### Отрывок для чтения
Однажды к Воровскому пришел Н. Чужак, сотрудник «Пролетария», и стал жаловаться на М. С. Ольминского, который так выправил заметку, что в ней ничего не осталось авторского.

Вацлав Вацлавович усмехнулся и, поглаживая маленькую бородку, спросил:

– А точка в конце осталась? Ну, тогда хорошо. Василий Васильевич строг к авторам, он им спуску не дает…

Воровский был более свободен, чем другие сотрудники, поэтому отдавал газете много времени и сил. Он часто писал сам (нередко темы ему подсказывал Владимир Ильич), заказывал статьи, правил рукописи, просматривал корректуру.

А. В. Луначарский, одаренный журналист, прекрасный оратор, непосредственно в работе редакции мало участвовал, так как находился во Флоренции. Оттуда он вел переписку с редакцией.

М. С. Ольминский в основном был загружен черновой работой, часто хандрил. В это время на нем сказывалась усталость от интенсивной борьбы с меньшевиками перед III съездом, когда брошюры Галерки метко разили идейных противников.

В. И. Ленин и В. В. Воровский, по существу, вели всю работу. «Дело вести трудно, – писала Н. К. Крупская в Россию, – Воинов уехал, Галерка закис, денег ниоткуда нет, вся дельная публика понемногу уезжает, работы уйма».

В. И. Ленин настойчиво звал А. В. Луначарского в Женеву. В одном из писем Анатолию Васильевичу Ленин писал о плохом настроении политэмигрантов в Женеве: это милые ребята, но ни к дьяволу не годные политики. Нет у них цепкости, нет духа борьбы, ловкости, быстроты. «Вас. Вас. (М. С. Ольминский. – Н. П.) крайне типичен в этом отношении, – указывал Владимир Ильич, – милейшая личность, преданнейший работник, честнейший человек, он, я боюсь, никогда не способен стать политиком. Добер он уж очень, – даже не верится, что «Галеркины» брошюры писаны им. Боевого духа он не вносит ни в орган (все жалеет, что я не даю ему писать добрых статей о Бунде!), ни в колонию»[13]13
  В. И. Ленин. Соч., т. 34, стр. 276.

### Задание
Перечисли все качества, которых, по словам Ленина в отрывке о редакции «Пролетария», не хватает политэмигрантам в Женеве. Перечень ниже — самостоятельный материал, не связанный с отрывком.

### Представленные сведения
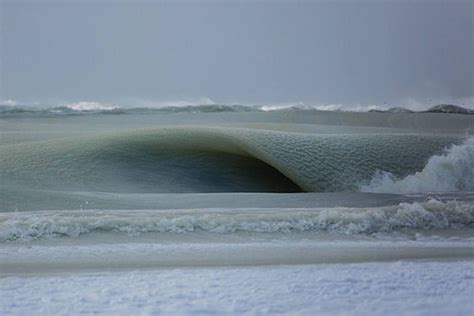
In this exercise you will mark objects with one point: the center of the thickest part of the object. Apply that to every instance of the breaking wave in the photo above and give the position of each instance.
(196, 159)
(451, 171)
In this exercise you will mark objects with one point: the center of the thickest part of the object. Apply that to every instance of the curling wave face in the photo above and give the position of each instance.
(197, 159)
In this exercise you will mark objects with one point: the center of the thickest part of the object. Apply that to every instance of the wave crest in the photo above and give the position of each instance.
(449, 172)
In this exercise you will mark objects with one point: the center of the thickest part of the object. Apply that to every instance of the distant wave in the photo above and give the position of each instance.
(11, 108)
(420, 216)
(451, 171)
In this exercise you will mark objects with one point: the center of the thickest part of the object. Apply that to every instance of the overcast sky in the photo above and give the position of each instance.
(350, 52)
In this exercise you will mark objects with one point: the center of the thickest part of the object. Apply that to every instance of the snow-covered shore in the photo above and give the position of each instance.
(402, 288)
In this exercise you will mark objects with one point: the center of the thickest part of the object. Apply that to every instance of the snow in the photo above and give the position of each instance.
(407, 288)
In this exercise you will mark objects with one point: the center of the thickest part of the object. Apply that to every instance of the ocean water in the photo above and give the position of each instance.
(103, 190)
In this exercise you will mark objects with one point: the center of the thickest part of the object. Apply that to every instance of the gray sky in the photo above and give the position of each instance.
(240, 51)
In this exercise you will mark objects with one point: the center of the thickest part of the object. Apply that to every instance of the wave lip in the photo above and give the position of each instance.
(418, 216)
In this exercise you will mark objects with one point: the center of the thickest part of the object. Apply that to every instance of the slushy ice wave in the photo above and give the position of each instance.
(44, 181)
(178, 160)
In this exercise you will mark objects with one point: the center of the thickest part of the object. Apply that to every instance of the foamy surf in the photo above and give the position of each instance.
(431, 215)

==

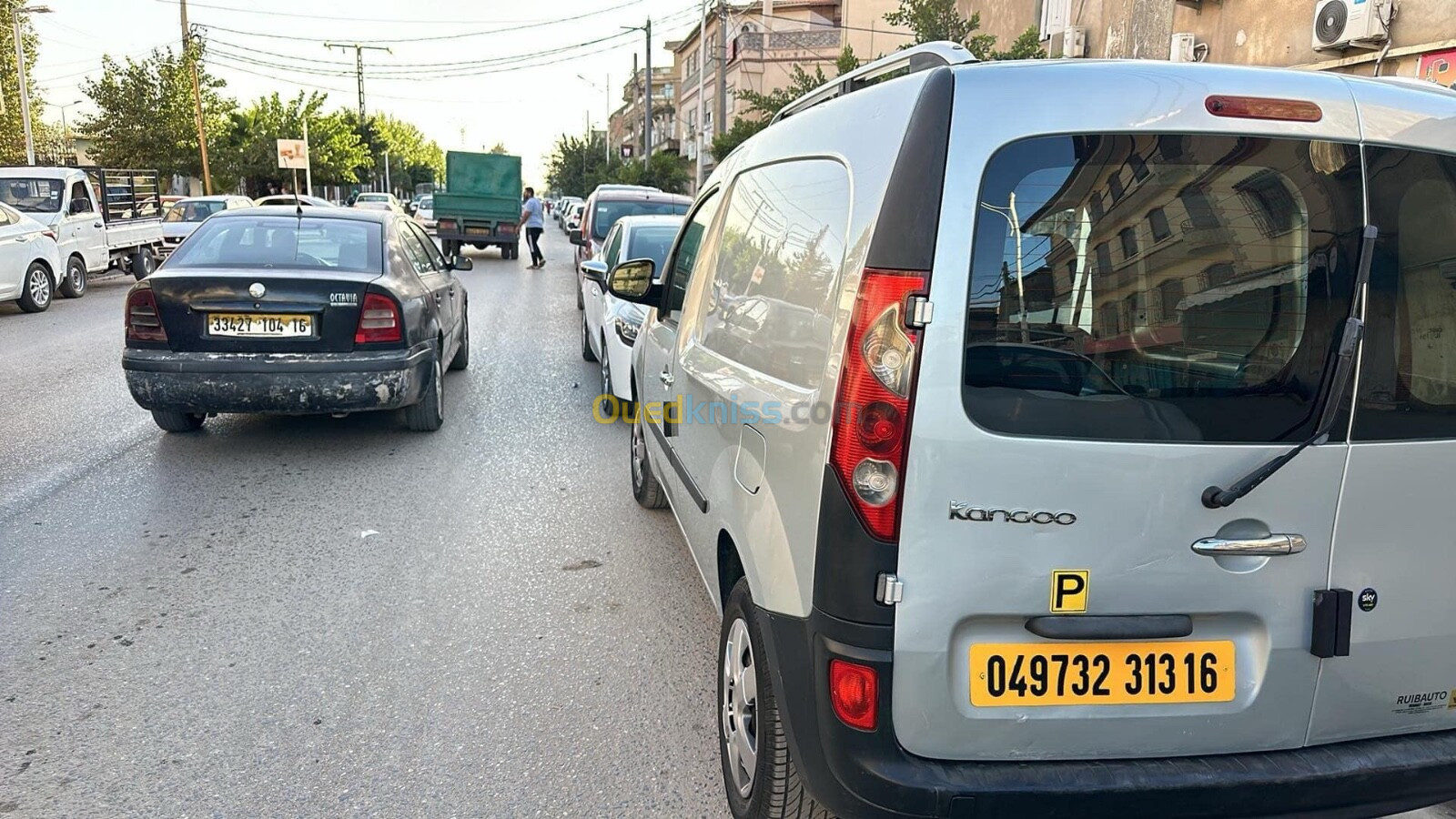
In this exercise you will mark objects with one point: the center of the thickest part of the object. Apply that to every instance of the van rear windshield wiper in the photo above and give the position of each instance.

* * *

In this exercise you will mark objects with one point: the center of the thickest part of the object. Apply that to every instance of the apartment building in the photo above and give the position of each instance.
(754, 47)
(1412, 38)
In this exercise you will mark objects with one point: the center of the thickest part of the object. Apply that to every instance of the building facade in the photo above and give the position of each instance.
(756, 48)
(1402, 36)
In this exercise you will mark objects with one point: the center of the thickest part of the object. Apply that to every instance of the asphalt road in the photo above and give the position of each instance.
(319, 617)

### Решение
Цепкость, дух борьбы, ловкость, быстрота.